* _Set problem_: In the listing, take the lines starting at the one containing "subject: yellow sign" and ending at the one containing "Give the mask of every instance of the yellow", and write out only those lines with "warning sign" substituted for "yellow sign", changing nothing else.

◆ ◆ ◆ ◆ ◆ ◆ ◆

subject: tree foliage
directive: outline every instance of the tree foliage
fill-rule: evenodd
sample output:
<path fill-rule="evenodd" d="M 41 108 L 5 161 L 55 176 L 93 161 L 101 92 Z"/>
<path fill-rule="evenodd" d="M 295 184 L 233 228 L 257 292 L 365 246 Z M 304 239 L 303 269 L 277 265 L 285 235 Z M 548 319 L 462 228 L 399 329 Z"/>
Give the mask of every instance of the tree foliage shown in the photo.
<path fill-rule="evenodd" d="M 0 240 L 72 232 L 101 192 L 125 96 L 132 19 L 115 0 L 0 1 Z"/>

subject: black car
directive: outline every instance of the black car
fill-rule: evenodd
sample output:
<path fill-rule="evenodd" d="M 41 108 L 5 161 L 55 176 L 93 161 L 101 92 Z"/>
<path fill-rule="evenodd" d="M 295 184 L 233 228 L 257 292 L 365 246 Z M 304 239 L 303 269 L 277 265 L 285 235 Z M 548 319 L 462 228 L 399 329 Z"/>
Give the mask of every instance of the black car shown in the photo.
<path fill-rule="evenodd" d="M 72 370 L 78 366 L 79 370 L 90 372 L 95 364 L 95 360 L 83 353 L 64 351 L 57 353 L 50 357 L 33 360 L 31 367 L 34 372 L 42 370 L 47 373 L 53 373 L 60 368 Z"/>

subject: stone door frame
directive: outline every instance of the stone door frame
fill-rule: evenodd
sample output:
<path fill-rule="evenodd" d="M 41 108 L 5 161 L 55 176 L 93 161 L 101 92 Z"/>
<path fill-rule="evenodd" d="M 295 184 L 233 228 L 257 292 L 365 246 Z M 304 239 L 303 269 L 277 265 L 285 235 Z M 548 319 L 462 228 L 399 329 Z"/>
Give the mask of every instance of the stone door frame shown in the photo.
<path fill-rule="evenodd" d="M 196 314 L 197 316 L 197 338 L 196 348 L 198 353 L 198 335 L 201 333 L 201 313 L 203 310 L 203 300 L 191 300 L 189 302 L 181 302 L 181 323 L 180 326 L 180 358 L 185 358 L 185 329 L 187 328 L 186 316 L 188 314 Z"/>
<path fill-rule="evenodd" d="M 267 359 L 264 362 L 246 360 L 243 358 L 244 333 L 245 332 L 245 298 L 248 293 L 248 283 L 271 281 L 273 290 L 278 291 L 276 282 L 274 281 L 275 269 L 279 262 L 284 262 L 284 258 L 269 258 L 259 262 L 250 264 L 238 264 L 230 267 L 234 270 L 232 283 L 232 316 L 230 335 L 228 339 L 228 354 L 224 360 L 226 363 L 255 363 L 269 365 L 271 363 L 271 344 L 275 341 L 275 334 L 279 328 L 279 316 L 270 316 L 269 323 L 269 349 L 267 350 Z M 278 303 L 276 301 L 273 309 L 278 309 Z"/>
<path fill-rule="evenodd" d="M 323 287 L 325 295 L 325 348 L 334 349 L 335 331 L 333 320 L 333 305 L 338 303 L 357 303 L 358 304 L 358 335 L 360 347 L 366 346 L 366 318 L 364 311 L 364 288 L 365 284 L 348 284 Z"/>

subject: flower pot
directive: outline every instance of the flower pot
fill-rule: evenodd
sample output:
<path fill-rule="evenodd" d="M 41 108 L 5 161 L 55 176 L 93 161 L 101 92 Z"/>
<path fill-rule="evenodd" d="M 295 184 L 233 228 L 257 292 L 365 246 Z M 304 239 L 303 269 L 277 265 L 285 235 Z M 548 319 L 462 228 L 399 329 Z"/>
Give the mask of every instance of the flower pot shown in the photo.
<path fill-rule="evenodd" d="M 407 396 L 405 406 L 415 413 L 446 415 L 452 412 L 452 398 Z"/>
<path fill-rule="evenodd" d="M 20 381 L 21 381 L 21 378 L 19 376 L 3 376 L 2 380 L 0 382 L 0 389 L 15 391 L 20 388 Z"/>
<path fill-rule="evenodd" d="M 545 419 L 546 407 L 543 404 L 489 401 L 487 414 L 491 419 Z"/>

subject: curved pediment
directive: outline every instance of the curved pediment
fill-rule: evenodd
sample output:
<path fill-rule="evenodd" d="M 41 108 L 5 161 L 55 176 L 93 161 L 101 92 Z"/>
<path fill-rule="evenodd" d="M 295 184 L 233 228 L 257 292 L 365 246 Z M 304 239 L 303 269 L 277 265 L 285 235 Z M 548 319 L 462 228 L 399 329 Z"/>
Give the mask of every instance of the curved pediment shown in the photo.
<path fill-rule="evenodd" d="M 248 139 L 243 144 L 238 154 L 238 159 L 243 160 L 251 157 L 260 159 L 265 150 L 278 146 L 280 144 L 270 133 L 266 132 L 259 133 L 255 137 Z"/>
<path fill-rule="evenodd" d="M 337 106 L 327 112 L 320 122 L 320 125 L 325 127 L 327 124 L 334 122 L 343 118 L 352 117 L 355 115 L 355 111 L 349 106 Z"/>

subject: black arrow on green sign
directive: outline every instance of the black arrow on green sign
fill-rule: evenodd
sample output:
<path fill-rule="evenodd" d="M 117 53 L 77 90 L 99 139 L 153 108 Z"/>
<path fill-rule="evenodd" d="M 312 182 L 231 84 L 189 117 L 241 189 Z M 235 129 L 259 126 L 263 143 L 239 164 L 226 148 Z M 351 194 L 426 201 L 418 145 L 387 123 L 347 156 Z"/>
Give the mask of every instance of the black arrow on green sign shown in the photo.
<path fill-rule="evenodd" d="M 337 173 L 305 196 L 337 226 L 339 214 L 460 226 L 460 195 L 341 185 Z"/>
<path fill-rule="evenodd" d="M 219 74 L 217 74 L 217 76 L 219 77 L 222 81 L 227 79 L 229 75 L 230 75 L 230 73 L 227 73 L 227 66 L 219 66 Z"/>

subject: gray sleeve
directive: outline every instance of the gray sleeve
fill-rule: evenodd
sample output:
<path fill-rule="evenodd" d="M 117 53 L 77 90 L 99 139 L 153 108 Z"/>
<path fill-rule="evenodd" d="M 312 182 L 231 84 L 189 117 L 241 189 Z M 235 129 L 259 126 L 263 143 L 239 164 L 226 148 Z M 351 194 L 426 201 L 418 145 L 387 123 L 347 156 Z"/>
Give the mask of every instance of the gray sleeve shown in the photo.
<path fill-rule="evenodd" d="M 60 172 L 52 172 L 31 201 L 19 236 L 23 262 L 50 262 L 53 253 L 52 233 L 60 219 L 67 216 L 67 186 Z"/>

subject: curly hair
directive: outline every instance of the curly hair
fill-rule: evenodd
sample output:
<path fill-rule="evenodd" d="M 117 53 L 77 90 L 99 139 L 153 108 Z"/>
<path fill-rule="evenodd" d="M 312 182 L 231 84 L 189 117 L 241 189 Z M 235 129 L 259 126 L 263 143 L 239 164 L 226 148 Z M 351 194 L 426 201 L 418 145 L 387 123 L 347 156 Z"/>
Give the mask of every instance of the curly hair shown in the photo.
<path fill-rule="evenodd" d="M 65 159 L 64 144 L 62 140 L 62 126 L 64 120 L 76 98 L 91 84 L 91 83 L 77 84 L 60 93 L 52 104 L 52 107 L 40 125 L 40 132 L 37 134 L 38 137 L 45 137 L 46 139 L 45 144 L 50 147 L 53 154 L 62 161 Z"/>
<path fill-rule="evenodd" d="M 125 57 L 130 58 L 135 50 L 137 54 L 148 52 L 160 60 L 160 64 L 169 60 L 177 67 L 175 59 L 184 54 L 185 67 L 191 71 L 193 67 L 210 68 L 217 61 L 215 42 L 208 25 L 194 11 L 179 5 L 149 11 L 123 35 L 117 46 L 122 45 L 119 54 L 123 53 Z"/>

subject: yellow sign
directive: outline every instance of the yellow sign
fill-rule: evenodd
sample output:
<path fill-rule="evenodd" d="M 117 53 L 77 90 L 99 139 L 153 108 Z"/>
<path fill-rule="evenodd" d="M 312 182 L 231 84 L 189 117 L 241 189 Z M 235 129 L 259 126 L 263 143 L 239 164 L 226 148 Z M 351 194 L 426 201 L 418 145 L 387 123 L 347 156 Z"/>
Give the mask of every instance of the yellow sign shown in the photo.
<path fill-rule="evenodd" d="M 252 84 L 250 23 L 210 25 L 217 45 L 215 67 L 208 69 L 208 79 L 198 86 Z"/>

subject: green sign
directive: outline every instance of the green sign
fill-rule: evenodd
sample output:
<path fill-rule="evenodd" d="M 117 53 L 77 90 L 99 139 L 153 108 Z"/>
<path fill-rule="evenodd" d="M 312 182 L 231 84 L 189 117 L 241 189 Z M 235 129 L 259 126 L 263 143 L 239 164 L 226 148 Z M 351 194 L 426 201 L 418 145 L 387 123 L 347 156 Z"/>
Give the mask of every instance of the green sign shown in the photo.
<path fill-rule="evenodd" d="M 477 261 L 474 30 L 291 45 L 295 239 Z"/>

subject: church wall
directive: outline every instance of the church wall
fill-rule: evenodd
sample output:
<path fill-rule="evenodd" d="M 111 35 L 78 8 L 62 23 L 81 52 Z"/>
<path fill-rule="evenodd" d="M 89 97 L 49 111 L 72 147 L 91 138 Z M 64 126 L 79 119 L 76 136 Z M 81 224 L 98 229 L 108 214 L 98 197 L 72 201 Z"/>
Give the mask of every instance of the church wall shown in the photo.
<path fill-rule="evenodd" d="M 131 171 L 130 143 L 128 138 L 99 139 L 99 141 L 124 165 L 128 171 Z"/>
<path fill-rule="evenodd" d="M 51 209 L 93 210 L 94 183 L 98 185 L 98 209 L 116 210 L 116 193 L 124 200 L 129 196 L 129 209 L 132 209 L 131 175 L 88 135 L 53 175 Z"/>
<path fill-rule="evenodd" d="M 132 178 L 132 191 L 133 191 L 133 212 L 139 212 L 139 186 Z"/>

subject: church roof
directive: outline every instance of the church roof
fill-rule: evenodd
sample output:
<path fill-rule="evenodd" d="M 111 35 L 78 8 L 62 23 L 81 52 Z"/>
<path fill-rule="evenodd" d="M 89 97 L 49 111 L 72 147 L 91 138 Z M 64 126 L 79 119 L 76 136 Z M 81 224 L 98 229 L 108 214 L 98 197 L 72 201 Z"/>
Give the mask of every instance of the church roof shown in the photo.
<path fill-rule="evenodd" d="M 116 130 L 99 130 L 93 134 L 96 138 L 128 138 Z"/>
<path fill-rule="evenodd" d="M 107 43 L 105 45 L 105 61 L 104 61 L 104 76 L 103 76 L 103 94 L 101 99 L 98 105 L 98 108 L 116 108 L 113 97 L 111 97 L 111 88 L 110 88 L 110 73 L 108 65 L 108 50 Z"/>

◆ ◆ ◆ ◆ ◆ ◆ ◆

* _Answer for the task_:
subject: warning sign
directive: outline every instance of the warning sign
fill-rule: evenodd
sample output:
<path fill-rule="evenodd" d="M 117 53 L 77 90 L 99 139 L 153 108 Z"/>
<path fill-rule="evenodd" d="M 312 182 L 231 84 L 189 117 L 241 189 Z M 235 129 L 259 126 L 263 143 L 239 164 L 226 148 Z M 351 194 L 426 201 L 418 145 L 387 123 L 347 156 Z"/>
Give the mask of every instance of the warning sign shown in the photo.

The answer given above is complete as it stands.